Repeat precisely, and only, the lines between the line containing "white background: set" and the end of the listing below, both ends included.

- [Material for the task]
● ● ●
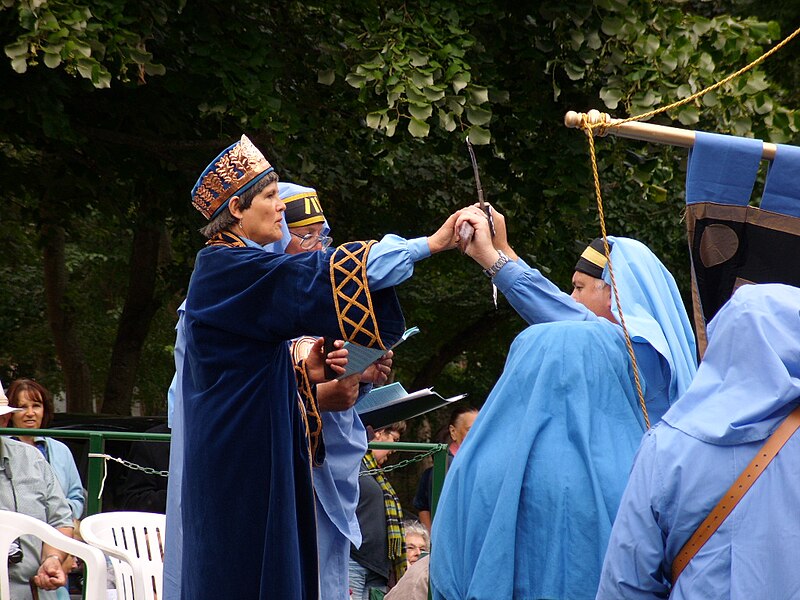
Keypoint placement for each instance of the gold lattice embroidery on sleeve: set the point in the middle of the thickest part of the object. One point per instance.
(351, 295)
(310, 413)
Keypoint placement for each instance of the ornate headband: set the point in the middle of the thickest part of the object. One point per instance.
(236, 169)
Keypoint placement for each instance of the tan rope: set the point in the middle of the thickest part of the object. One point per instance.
(602, 126)
(607, 250)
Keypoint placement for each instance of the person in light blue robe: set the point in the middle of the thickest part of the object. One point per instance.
(528, 503)
(663, 342)
(747, 383)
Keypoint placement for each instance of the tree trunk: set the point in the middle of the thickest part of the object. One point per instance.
(60, 315)
(137, 314)
(471, 336)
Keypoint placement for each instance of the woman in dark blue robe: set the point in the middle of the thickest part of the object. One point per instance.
(250, 439)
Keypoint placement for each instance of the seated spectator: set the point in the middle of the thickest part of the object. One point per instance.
(527, 506)
(380, 560)
(144, 491)
(414, 584)
(418, 541)
(461, 420)
(37, 413)
(29, 486)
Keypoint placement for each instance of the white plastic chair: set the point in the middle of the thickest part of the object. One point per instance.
(135, 543)
(13, 525)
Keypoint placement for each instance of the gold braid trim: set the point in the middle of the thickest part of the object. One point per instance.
(228, 239)
(351, 295)
(309, 410)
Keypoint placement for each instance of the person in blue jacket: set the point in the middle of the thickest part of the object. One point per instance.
(662, 337)
(244, 427)
(747, 384)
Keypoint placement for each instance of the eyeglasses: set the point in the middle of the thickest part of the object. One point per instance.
(309, 240)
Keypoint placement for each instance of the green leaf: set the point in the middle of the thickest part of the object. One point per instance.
(688, 115)
(499, 96)
(417, 58)
(155, 69)
(710, 99)
(479, 136)
(668, 62)
(103, 79)
(326, 76)
(479, 94)
(611, 97)
(356, 81)
(763, 104)
(577, 38)
(651, 45)
(593, 40)
(742, 125)
(17, 49)
(455, 106)
(478, 116)
(20, 65)
(658, 194)
(612, 25)
(433, 94)
(420, 111)
(374, 119)
(52, 60)
(418, 128)
(421, 79)
(460, 81)
(574, 72)
(447, 121)
(701, 26)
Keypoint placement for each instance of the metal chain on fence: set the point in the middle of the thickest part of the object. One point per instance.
(130, 465)
(403, 463)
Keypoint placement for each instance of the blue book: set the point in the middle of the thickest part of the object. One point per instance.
(361, 357)
(391, 403)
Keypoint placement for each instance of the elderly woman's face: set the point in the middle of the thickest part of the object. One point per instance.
(261, 221)
(32, 413)
(463, 424)
(415, 545)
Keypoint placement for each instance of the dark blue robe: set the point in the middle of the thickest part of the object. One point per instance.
(248, 504)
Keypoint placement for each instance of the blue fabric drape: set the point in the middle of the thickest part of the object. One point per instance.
(528, 503)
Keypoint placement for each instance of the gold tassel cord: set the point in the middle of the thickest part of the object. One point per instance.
(596, 121)
(607, 251)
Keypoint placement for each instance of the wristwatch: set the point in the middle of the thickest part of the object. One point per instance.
(493, 270)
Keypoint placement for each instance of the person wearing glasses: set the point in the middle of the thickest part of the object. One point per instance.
(236, 390)
(336, 479)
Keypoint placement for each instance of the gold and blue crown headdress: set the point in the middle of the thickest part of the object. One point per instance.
(302, 204)
(593, 260)
(236, 169)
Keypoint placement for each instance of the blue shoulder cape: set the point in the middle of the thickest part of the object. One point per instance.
(528, 503)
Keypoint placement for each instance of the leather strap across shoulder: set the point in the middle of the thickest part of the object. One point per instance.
(736, 492)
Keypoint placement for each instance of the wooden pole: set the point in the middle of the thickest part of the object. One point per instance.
(645, 132)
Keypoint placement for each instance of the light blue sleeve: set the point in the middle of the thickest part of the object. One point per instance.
(391, 261)
(67, 475)
(635, 565)
(180, 350)
(173, 555)
(536, 298)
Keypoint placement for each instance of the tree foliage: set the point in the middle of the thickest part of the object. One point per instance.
(116, 106)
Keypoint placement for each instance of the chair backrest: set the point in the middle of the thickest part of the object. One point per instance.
(13, 525)
(135, 543)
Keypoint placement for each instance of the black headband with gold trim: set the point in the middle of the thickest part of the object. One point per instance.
(593, 259)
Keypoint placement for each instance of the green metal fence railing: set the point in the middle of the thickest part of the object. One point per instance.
(97, 456)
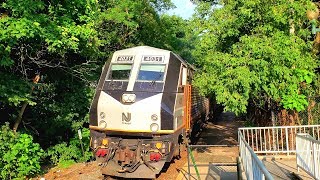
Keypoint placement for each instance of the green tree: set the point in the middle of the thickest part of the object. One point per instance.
(255, 50)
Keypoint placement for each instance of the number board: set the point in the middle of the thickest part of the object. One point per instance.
(125, 58)
(153, 59)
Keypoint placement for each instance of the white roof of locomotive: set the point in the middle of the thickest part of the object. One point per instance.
(147, 50)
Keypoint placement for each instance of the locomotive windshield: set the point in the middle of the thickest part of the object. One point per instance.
(120, 72)
(151, 72)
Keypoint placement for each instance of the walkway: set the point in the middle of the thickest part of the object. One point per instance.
(284, 167)
(217, 162)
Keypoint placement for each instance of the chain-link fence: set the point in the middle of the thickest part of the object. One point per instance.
(311, 115)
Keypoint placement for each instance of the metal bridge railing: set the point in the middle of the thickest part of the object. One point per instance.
(253, 167)
(277, 139)
(308, 154)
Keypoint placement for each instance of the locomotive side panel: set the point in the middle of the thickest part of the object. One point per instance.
(136, 118)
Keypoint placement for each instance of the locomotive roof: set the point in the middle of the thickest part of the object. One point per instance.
(141, 49)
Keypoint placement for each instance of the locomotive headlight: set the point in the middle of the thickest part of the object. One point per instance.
(102, 115)
(127, 98)
(154, 117)
(154, 127)
(102, 124)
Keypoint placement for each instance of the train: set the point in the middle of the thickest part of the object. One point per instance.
(143, 109)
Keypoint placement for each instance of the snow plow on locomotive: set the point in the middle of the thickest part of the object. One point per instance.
(143, 105)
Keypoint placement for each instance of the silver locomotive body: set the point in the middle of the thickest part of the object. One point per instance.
(138, 116)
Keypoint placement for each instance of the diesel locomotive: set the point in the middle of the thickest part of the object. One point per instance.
(144, 104)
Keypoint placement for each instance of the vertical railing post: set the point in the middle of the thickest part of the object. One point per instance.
(314, 158)
(287, 141)
(188, 161)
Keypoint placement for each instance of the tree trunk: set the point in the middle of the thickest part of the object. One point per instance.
(18, 121)
(24, 105)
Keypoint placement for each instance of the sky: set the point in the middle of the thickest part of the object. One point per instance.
(184, 9)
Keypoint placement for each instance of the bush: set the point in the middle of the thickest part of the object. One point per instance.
(19, 156)
(64, 154)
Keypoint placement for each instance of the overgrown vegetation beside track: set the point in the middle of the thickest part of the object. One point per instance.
(51, 56)
(254, 56)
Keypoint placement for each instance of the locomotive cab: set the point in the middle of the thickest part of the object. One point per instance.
(137, 115)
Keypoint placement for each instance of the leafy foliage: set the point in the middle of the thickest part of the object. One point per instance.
(19, 156)
(64, 153)
(67, 43)
(258, 50)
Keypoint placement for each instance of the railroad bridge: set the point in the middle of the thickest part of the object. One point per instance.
(225, 151)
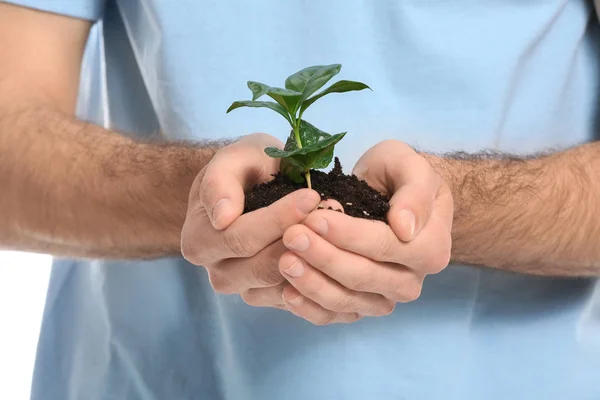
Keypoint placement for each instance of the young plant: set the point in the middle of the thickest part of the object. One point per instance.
(306, 147)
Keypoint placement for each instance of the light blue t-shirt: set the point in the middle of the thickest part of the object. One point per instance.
(517, 76)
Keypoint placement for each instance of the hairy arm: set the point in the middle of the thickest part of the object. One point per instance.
(535, 215)
(70, 188)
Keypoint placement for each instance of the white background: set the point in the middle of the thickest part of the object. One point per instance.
(23, 283)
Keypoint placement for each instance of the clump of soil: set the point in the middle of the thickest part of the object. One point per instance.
(356, 196)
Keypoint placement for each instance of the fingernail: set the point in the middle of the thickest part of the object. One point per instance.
(306, 204)
(360, 171)
(320, 226)
(300, 243)
(219, 209)
(407, 219)
(296, 270)
(296, 301)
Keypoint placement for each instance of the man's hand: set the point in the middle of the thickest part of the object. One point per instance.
(241, 252)
(342, 268)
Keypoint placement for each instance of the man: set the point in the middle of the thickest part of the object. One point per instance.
(163, 290)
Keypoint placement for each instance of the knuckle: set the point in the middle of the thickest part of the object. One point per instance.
(385, 249)
(343, 303)
(354, 317)
(267, 274)
(207, 188)
(324, 319)
(239, 245)
(385, 307)
(220, 283)
(361, 282)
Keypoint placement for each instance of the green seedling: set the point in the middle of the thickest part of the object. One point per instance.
(307, 147)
● ● ●
- [Finished exercise]
Keypoint placement for each instance of the white background: set the point in the middle of the thickest part of the object. One point per instance.
(23, 283)
Keypoint placement for each instance of the clump of soil: set the point in the middle of the thickest part of the object. One point per instance.
(356, 196)
Keypoint placement for each instance of the fingernail: set the point in the middle of the thickest part of the object. One point per instance.
(306, 204)
(360, 171)
(320, 226)
(300, 243)
(219, 209)
(407, 219)
(296, 270)
(296, 301)
Keypoint placement for each instance of the man's hand: set the point in the middle of the thickest part of the object. One point per instance.
(241, 252)
(342, 268)
Keypoint placement for each instance of the man: set the point in the middle of the thickest part of the object. One point per instance.
(163, 290)
Keypoint placement for each instance of the knuckle: set the point in the middle of the thickest part of the object. One point per instance.
(385, 249)
(343, 303)
(354, 317)
(267, 274)
(207, 188)
(324, 319)
(239, 245)
(385, 307)
(220, 283)
(361, 282)
Keypoint placement for each instance of the green seedling: set the point in the middle of the thickest part of the object. One point per instance.
(307, 147)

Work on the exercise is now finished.